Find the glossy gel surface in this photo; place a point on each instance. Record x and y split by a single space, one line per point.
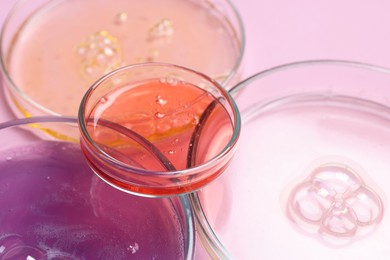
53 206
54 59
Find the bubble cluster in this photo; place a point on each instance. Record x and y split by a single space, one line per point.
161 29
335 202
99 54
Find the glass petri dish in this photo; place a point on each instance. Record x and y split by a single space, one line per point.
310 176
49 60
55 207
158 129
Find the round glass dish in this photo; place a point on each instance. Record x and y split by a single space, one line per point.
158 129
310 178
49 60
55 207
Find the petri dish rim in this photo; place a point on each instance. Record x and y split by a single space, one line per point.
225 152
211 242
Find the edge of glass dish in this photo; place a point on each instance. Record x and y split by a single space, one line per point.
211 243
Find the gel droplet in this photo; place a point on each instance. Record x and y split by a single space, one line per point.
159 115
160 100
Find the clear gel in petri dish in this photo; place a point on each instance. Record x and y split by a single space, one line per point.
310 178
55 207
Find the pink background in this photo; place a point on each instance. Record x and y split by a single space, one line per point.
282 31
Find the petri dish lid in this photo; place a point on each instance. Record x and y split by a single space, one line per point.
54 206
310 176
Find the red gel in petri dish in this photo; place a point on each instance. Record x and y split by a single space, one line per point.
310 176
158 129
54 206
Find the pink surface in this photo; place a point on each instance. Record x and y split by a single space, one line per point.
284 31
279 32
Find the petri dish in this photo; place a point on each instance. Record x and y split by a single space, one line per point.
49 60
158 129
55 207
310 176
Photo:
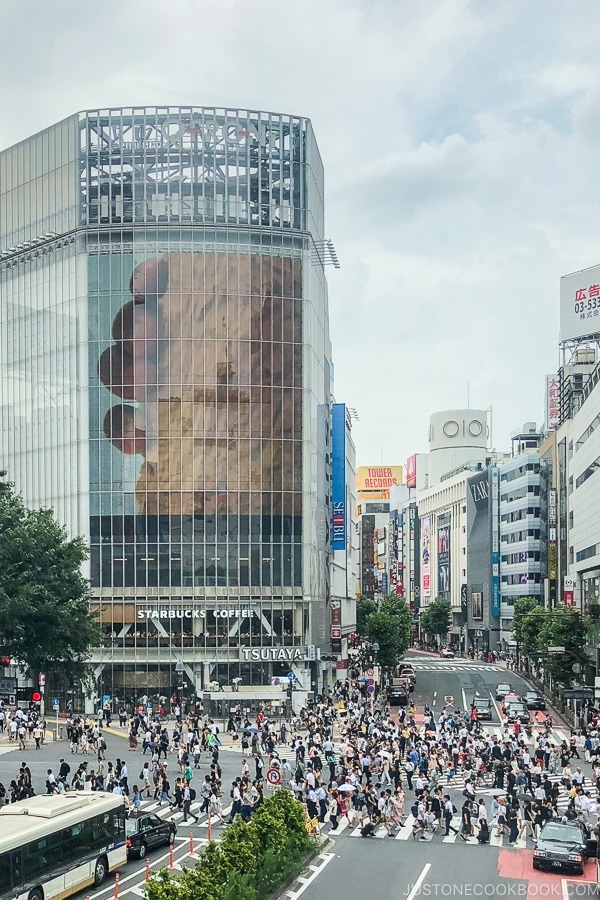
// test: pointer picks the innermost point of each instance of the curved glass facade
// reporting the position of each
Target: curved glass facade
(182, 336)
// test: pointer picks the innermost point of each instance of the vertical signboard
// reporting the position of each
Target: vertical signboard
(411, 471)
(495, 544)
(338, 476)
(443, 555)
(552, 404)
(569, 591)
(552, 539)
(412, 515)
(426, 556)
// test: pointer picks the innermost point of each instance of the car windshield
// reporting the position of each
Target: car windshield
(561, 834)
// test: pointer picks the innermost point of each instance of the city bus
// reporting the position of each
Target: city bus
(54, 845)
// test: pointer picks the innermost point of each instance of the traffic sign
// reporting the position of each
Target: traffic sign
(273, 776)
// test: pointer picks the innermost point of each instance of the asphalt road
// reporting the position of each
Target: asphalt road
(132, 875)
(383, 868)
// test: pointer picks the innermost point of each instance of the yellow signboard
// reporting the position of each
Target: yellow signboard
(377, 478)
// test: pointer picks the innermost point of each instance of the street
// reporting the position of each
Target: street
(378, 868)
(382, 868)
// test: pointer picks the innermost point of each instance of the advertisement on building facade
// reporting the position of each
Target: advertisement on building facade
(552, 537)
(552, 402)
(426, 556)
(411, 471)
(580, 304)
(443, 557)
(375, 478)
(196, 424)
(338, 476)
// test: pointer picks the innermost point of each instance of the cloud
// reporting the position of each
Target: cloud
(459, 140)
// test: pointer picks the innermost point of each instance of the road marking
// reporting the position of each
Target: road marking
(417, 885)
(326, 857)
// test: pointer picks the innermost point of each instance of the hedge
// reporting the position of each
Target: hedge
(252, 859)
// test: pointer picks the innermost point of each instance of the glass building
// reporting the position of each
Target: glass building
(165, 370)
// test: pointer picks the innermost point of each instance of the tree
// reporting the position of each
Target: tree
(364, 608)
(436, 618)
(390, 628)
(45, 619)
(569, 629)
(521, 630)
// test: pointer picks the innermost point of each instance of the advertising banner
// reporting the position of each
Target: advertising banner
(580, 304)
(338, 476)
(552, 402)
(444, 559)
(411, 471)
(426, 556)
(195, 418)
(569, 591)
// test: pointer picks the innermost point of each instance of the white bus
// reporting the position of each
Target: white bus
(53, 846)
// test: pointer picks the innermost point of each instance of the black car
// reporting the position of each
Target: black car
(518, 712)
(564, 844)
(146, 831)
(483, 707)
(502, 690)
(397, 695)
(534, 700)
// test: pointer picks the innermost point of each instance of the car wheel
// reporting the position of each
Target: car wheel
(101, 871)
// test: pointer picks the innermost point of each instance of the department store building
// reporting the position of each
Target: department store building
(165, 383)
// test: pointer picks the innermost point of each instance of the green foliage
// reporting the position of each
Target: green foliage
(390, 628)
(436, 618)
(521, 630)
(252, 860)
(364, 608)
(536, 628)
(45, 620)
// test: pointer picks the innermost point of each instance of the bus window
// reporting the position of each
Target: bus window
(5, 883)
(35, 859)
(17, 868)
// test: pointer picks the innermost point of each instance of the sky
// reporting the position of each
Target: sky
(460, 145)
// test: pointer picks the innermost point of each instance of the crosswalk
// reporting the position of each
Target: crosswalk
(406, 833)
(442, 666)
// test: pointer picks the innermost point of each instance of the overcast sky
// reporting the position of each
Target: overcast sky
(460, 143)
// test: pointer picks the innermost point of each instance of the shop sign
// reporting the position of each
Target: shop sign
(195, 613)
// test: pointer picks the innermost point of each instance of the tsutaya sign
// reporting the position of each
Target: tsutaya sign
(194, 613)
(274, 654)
□ □ □ □ □ □ □
What this task involves »
Could you repeat all of the rows above exactly, without the pictures?

Exercise response »
Find the glossy gel surface in this photo; place a point on each instance. Record x and y split by a single space, one line per point.
53 206
54 59
Find the bubble cluster in this photo; place a point on each instance. Record x and y split by a single space, one line per point.
161 29
335 202
99 54
Find the glass petri dish in this photo; place a point on each instance. Record x and y split by a single space, one line per point.
310 176
49 60
55 207
158 129
Find the round glass dish in this photo; place a point on each instance. Record x and y split by a single space, one line per point.
158 129
310 178
49 60
55 207
Find the petri dish rim in this photo; place a point on each instance. Record x and y split by a single space, one line per point.
225 152
211 242
Find the edge of glass dish in this photo; place a point on each instance. Record x and y split by a single space, one line per point.
211 243
Find the gel droplet in this photo; place a point on each instance. Record x and y split by a single space, one line per point.
159 115
160 100
Find the clear gel in petri dish in this photo; place a point on each instance. Record x and y split by a single space, one line per point.
310 178
55 207
Find the pink background in this photo; place a point on each instance. Record x and y split by a single space, one line per point.
282 31
Find the petri dish lid in this photo; place a point on each instance. Record x and y split by a single space, one line per point.
54 206
310 176
Find the red gel in petri dish in this photo; place a point on each instance. Record x and y split by a single space, one line per point.
310 176
158 129
54 206
Find the pink surface in this photo; place a point on each instance. Record x and y split by a single space, one line per point.
284 31
279 32
Find the petri dish in this photo; place a point on each instance. Record x and y split by a single space, one line per point.
49 60
158 129
55 207
310 176
Photo:
// test: pointer picks the innermost point of each instance of the curved glass facade
// reporting the position of each
Target: curved glass facade
(182, 336)
// test: pointer picks the innermost point of each instance of the vertical signboard
// reporting the position of each
Target: vertical signboard
(411, 471)
(495, 544)
(338, 476)
(443, 555)
(552, 404)
(569, 591)
(552, 539)
(412, 515)
(426, 556)
// test: pointer picks the innermost point of each instance of the car windshield
// reporting the position of each
Target: car windshield
(561, 834)
// test: pointer picks the innermost point of each instance of the city bus
// reporting the position of each
Target: city bus
(54, 845)
// test: pointer picks the innermost point of each instance of the traffic sign
// reporting the position of each
Target: traffic sign
(273, 776)
// test: pointer picks the innermost point of each instance of the asphalt road
// reporting the position of each
Target: asphalt road
(132, 875)
(383, 868)
// test: pointer picks the innermost point of each instance of the yellow signboard
// reporting the position of each
Target: yellow signboard
(377, 478)
// test: pointer picks the innermost point of each instance of the street
// reporting the position of each
Target: street
(378, 868)
(382, 868)
// test: pointer picks the innermost point of each instance of the advertisement on building facade
// reporting the position of each
Target: advertisement on building facade
(552, 537)
(552, 402)
(426, 556)
(411, 471)
(580, 304)
(443, 557)
(375, 478)
(196, 424)
(338, 476)
// test: pointer picks the innermost point of each instance of the cloud
// reporting the position of each
Target: cloud
(459, 140)
// test: pointer picks the innermost point of each instance of the road marking
// reporting the position of each
Target: road marking
(417, 885)
(326, 857)
// test: pointer picks the innermost point of each instance of the hedge
// reporting the position of each
Target: hedge
(252, 859)
// test: pointer picks the innermost point of each instance of the glass building
// reporting the position of each
Target: glass building
(165, 370)
// test: pointer picks the innermost point of each instance of the tree
// reporting the position of each
Target: tree
(364, 608)
(436, 618)
(390, 628)
(45, 619)
(569, 629)
(521, 630)
// test: pointer picks the innermost point of each instance of the advertising banner
// reporting the position of each
Target: advertising banner
(580, 304)
(338, 476)
(552, 402)
(444, 559)
(411, 471)
(426, 556)
(195, 418)
(569, 591)
// test: pointer picks the innermost point of each instance of the white bus
// reporting the position of each
Target: white bus
(53, 846)
// test: pointer picks the innermost point of each instance of the black car
// reporting the position of each
Target: black car
(518, 712)
(564, 844)
(146, 831)
(483, 707)
(502, 690)
(397, 695)
(534, 700)
// test: pointer picks the innermost point of each instance of the car wheel
// reporting the position of each
Target: car wheel
(101, 871)
// test: pointer picks the innermost point of each instance of the department store building
// reporting the position of each
Target: department store building
(165, 383)
// test: pointer picks the innermost point of each instance of the green foliage
// reporting the position of each
Target: green foliage
(390, 628)
(436, 618)
(521, 630)
(252, 860)
(364, 608)
(536, 628)
(45, 620)
// test: pointer picks the innermost point of each instance of the bus window
// reporting the position of each
Target: bus window
(5, 883)
(35, 859)
(17, 868)
// test: pointer picks the innermost point of each instance of the sky
// reporting the position of each
Target: sky
(460, 145)
// test: pointer picks the innermost point of each instance of the crosswalk
// reporting the position of each
Target: crosswalk
(406, 833)
(442, 666)
// test: pointer picks the innermost point of each instance of the overcast sky
// reporting the position of each
Target: overcast sky
(460, 143)
// test: pointer picks the innermost point of each instance of the shop sign
// reporting the position of each
Target: shop sign
(195, 613)
// test: pointer picks the innermost point of each instance of the tsutaya sign
// reporting the position of each
Target: tsutaya sign
(194, 613)
(274, 654)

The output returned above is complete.